• [Direction]:
Starting at the line that contains "of white bowl", copy each line through the end of the listing below. Include both ends and output nothing more.

• [Exercise data]:
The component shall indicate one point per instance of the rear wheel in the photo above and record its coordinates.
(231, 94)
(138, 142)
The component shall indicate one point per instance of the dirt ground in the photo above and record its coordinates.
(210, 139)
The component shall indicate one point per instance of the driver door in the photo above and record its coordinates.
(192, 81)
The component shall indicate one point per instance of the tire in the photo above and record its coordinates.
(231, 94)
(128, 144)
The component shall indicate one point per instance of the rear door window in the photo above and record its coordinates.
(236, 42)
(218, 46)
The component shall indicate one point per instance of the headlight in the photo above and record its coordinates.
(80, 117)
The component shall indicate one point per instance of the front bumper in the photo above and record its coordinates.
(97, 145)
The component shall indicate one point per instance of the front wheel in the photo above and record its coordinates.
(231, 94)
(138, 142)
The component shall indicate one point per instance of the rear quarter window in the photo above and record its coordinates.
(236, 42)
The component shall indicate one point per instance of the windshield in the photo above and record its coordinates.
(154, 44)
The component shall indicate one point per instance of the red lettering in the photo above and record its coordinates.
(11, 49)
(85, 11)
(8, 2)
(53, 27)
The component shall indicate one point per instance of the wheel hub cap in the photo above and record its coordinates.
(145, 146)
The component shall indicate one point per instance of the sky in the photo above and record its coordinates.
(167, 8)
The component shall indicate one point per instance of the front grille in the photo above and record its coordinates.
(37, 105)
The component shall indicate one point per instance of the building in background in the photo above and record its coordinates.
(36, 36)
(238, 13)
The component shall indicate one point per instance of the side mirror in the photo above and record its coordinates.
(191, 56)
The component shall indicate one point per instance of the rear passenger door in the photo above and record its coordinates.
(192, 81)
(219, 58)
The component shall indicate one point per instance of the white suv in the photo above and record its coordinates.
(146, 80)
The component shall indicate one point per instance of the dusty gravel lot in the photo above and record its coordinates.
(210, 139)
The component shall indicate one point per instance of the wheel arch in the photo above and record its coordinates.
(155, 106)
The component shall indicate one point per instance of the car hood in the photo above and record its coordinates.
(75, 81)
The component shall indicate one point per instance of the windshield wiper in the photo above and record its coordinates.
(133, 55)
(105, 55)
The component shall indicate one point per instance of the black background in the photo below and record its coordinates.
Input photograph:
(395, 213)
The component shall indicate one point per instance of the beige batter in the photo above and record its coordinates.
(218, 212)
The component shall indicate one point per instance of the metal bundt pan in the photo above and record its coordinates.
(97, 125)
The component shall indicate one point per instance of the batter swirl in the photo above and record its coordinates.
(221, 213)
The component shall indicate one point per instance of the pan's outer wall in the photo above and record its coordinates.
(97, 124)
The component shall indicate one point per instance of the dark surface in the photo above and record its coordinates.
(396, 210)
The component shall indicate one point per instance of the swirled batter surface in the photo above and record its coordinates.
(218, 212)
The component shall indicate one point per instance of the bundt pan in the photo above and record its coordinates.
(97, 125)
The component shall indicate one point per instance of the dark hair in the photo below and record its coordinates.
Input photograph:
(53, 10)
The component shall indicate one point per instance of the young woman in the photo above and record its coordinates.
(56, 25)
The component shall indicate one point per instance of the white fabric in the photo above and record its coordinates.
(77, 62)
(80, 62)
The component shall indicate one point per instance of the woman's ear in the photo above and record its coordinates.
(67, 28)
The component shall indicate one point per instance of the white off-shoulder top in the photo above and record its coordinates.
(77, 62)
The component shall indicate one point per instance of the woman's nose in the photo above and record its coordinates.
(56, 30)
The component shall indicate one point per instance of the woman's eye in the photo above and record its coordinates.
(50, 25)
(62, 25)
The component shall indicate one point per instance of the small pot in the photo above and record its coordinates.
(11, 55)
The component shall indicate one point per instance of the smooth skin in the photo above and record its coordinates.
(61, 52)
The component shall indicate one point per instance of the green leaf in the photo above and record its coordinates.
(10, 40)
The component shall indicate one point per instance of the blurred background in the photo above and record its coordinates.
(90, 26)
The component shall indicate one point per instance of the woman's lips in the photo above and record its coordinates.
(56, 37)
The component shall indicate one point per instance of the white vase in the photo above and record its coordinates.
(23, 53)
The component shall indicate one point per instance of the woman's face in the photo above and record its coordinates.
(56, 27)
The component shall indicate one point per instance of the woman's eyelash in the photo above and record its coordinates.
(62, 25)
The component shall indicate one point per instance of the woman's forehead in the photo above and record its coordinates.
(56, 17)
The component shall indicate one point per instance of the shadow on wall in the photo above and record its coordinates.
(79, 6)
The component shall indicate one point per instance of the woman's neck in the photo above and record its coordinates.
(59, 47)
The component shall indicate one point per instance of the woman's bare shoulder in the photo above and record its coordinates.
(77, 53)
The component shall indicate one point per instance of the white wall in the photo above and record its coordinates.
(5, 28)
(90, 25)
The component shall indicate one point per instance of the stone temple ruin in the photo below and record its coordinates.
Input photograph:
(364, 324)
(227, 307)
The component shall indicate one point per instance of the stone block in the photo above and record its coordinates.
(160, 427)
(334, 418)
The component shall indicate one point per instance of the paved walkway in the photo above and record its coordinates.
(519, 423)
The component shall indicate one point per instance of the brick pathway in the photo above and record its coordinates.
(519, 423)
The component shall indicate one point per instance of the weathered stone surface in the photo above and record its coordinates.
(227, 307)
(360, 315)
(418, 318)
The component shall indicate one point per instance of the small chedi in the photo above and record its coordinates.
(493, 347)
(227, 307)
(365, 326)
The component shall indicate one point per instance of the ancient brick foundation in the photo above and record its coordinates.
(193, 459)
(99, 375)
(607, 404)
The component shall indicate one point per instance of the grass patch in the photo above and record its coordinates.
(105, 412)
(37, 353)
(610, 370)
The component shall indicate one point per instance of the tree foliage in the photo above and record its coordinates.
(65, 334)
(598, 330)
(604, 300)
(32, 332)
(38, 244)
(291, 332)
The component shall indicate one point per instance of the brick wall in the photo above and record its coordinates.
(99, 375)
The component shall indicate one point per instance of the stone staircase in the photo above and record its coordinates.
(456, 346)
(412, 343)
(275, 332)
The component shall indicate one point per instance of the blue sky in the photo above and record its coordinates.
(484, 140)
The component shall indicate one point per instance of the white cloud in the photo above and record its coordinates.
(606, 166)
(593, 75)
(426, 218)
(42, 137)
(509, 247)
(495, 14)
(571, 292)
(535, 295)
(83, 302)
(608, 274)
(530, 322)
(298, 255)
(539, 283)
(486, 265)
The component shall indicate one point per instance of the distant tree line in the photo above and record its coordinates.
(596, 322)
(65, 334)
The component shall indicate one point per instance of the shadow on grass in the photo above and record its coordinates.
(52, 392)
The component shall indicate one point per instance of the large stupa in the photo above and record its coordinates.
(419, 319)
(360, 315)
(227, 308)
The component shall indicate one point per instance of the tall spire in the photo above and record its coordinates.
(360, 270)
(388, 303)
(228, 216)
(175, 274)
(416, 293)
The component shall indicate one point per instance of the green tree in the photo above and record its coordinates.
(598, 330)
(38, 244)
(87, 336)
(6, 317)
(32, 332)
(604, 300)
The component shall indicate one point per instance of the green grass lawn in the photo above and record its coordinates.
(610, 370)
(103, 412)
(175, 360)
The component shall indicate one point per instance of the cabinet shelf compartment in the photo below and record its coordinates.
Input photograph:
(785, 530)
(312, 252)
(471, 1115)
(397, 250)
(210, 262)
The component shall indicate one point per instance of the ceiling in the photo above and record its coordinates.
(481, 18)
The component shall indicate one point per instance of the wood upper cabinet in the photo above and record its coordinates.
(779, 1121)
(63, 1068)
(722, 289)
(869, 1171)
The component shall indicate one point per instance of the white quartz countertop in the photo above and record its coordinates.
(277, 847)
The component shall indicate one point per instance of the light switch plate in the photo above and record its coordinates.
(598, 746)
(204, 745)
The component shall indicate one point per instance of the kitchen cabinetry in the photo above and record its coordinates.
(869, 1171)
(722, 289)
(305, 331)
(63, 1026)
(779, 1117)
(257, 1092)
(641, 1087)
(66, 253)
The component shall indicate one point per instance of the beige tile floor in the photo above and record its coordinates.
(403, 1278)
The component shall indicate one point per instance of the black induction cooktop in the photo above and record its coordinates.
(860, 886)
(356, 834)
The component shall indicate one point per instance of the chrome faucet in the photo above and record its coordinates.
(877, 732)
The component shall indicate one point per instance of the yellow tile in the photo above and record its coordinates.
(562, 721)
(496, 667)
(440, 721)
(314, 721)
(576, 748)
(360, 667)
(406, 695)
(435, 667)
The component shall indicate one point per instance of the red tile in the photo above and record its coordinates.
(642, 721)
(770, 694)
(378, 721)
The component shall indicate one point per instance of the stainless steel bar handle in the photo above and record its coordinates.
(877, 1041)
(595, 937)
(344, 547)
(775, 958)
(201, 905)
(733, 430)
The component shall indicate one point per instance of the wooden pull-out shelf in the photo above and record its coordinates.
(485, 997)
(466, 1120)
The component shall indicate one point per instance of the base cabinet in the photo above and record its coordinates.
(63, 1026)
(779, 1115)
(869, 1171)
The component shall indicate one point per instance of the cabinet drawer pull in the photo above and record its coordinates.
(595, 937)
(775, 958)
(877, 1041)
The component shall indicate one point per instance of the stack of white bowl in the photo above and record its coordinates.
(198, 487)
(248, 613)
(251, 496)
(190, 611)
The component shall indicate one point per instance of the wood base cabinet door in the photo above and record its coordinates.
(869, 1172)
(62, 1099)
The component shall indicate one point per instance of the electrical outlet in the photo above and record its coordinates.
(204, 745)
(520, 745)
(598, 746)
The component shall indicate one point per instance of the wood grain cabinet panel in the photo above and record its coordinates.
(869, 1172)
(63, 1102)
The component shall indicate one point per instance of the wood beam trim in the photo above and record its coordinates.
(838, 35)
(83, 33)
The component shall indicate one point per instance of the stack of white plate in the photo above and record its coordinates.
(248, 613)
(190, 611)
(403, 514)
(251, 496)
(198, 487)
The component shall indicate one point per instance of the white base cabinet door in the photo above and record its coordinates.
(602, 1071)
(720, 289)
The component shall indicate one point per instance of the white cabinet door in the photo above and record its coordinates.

• [Answer to this problem]:
The component shall indicate one point per instance of the stack of white bowl in the photo above and record its coordinates.
(198, 487)
(248, 613)
(251, 496)
(190, 611)
The component shall indicate one point per instance of the wood base cabinet door in the photo above and record its coordinates.
(869, 1172)
(62, 1099)
The component shall indicate one point per instance of the electrical outlet in the photo above and record its coordinates.
(204, 745)
(520, 745)
(598, 746)
The component shall indicate one point per instance of the wood grain cabinet panel in the photo above and record its coordinates.
(869, 1172)
(63, 1102)
The component shall indicate one point per instance of the wood beam trim in the photo above and record its coordinates.
(838, 35)
(83, 33)
The component shall indicate one point per instance of the stack of white plate in the photo above and record its coordinates.
(248, 613)
(190, 611)
(403, 514)
(251, 496)
(198, 487)
The component shall indicate one point per instance of the white base cabinet door in the photo above and record its coordinates.
(602, 1071)
(720, 289)
The component shall indicate one point per instance of the white cabinet door in the photo above and record its coordinates.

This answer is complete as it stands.